Teks yang Diberikan:
+ + + + +
JAKARTA—PT Bank Mandiri Tbk menjadi korban pembololan SNP Finance dengan potensi kerugian terbesar yakni Rp1,4 triliun. Kerugian ini bisa diperkecil dari outstanding kredit semula Rpp2,2 triliun menyusul tersendatnya pembayaran cicilan sejak dua tahun silam.
Direktur Utama Bank Mandiri Kartika Wirjoatmodjo mengatakan manajemen telah memutuskan untuk mengurangi tagihan hingga Rp800 miliar, sebelum SNP mendapatkan masalah dan dilaporkan ke Polisi oleh kreditor lainnya. SNP Finance diminta untuk memperbesar nilai cicilan dan Bank Mandiri tak menambah plafon kredit.
“Sejak awal saya masuk [sebagai dirut], SNP Finance memang salah satu debitur yang mendapatkan perhatian. Kami melihat model bisnis ritel melalui gerai Columbia tidak terlalu relevan karena perubahan perilaku konsumen,” tutur Kartika, kepada Bisnis, di Jakarta, Rabu malam (26/9).
Bank Mandiri adalah satu dari 14 bank yang mengucurkan kredit kepada SNP Finance, antara lain bersama PT Bank Pan Indonesia Tbk, PT Bank Central Asia Tbk. Kasus pembobolan dana ini mencuat setelah Bareskrim Polri menindaklanjuti laporan Bank Panin karena perusahaan pembiayaan itu tidak memenuhi kewajiban sebagai debitur dan penerbit medium term notes (MTN).
Dalam proses penyidikan, ditemukan dugaan tindak pidana pembobolan dana terhadap belasan bank, oleh pengurus SNP Finance pada periode 2003—2016, dengan modus operandi penyaluran kredit fiktif dari SNP Finance kepada PT Columbindo Perdana (Columbia).
+ + + + +
Permintaan Tertulis:
Lanjutkan berita tentang kasus pembobolan dana SNP Finance di atas, dimulai setelah kalimat terakhirnya.

Data Tersedia:
+ + + + +
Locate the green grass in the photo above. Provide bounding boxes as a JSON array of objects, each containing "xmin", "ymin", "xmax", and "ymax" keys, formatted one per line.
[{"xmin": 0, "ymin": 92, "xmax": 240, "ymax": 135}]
+ + + + +
Jawaban Latihan:
SNP Finance merupakan bagian dari usaha Columbia—toko ritel yang menjual elektronik, furnitur, dan perlengkapan rumah tangga—yang dikendalikan oleh Leo Chandra lewat PT Cipta Pratama Mandiri.
Menurut data Bareskrim Polri, yang diperoleh dari dokumen pencairan kredit yang pernah diterima oleh SNP, total penggelapan mencapai Rp14 triliun. Namun, menurut Otoritas Jasa Keuangan (OJK), kredit yang disalurkan oleh perbankan kepada SNP Finance sebesar itu. Sebanyak 14 bank yang terlibat dalam kasus ini tercatat memiliki tagihan sekitar Rp2,2 triliun.
Efek Domino
Ketua Umum Asosiasi Perusahaan Pembiayaan Indonesia Suwandi Wiratno menilai kasus yang melibatkan multifinance dengan modus double financing hingga menggunakan piutang fiktif sebagai jaminan untuk memperoleh kredit bank, akan berdampak besar. Perbankan mulai memperketat kredit ke multifinance.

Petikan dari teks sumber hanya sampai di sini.